Job A
Report every line of the records that contains the string "light", copying each such line in full. Case counts.

FIGS. 6-7 illustrate a preferred modification when the needle cylinder 110 is equipped with four vertically reciprocal needles. As shown in FIGS. 6 and 7, a pair of longitudinally spaced co-axial bevel gears 170, 172 are mounted rotatably on stud shafts 174, 176, respectively, supported by the knitting machine frame 50. The two bevel gears 170, 172 mesh with, and are driven by, the bevel gear 89 of idler pulley 86. Needle reciprocating cranks 178, 180 are mounted eccentrically to the bevel gears 170, 172, respectively, to impart reciprocatory motion to the two additional needles 184, 186 (FIG. 8). The cranks 90, 96, 178 and 180 may be disposed at selected angular locations with respect to their rotating drives, to provide reciprocatory movement to the individual needles selectively in or out of phase with each other, as desired or required.

Material for this task
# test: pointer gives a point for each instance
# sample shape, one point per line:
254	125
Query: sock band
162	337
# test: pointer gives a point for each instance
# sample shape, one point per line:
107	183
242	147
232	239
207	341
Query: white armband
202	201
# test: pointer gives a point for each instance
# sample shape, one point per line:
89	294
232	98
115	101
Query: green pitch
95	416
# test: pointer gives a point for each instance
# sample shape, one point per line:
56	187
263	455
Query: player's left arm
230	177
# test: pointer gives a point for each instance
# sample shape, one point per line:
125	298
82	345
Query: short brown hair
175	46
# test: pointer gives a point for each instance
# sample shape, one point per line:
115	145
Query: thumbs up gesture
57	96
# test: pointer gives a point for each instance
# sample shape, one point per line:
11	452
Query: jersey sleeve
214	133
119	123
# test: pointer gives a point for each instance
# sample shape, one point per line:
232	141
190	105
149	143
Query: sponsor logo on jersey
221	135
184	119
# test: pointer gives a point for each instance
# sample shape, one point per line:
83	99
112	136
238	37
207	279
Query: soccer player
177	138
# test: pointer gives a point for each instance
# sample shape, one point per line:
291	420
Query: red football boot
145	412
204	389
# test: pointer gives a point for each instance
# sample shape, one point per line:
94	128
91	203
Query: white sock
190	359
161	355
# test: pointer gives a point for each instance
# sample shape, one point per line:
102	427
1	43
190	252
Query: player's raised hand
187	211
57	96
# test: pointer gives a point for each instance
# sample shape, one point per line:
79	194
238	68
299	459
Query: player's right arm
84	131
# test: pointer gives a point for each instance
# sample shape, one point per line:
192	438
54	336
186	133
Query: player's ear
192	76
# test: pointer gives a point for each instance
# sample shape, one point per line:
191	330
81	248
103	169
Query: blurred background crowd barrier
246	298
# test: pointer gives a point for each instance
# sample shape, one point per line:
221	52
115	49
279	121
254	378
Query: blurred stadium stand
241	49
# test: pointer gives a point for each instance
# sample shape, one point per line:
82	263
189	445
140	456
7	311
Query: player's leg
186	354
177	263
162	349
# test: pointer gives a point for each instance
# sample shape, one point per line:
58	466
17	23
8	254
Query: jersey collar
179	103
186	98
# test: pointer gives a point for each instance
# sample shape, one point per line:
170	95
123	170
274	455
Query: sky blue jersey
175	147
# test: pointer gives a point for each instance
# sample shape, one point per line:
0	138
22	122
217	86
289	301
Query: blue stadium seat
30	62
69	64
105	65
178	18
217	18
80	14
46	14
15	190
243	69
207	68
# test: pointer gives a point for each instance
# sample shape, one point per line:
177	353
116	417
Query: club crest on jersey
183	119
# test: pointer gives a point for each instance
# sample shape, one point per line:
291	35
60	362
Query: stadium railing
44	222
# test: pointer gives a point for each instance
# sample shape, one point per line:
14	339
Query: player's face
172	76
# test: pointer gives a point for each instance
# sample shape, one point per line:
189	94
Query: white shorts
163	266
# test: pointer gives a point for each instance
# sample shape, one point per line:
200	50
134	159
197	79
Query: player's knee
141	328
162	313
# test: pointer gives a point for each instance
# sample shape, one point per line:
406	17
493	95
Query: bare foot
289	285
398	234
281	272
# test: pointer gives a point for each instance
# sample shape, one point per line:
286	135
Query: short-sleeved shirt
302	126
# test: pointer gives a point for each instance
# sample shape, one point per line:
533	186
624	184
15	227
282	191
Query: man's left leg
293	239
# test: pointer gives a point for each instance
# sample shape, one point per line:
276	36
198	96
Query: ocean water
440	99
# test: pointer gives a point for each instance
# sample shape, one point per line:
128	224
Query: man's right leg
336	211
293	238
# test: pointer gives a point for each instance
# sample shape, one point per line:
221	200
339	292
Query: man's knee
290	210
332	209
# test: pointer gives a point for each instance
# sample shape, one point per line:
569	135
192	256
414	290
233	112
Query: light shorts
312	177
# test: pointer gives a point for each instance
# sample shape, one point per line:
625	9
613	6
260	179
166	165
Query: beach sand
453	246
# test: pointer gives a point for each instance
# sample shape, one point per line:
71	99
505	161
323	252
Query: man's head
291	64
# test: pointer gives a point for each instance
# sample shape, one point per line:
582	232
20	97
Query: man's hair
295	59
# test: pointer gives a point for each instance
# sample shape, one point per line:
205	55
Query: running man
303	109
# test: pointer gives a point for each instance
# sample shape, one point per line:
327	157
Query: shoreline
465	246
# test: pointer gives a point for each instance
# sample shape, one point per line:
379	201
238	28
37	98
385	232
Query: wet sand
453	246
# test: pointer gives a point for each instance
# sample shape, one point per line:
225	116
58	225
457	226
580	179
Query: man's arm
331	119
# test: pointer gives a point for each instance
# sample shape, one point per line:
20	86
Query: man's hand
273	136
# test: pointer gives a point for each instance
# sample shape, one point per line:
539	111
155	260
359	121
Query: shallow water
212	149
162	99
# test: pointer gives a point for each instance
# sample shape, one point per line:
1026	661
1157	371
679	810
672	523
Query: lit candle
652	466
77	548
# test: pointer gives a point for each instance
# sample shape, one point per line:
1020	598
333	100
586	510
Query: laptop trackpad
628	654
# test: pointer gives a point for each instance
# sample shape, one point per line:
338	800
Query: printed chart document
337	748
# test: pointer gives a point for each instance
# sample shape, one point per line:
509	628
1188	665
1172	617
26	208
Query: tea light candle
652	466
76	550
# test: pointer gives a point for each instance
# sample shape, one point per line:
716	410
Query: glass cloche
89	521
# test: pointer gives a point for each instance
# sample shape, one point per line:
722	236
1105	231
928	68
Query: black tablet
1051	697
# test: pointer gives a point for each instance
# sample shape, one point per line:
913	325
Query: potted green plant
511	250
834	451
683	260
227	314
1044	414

Job B
From the knitting machine passage, list the reference numbers of all the cranks it mentions.

Correct response A
Query: light shorts
Query: tea light candle

Correct response B
178, 180, 90, 96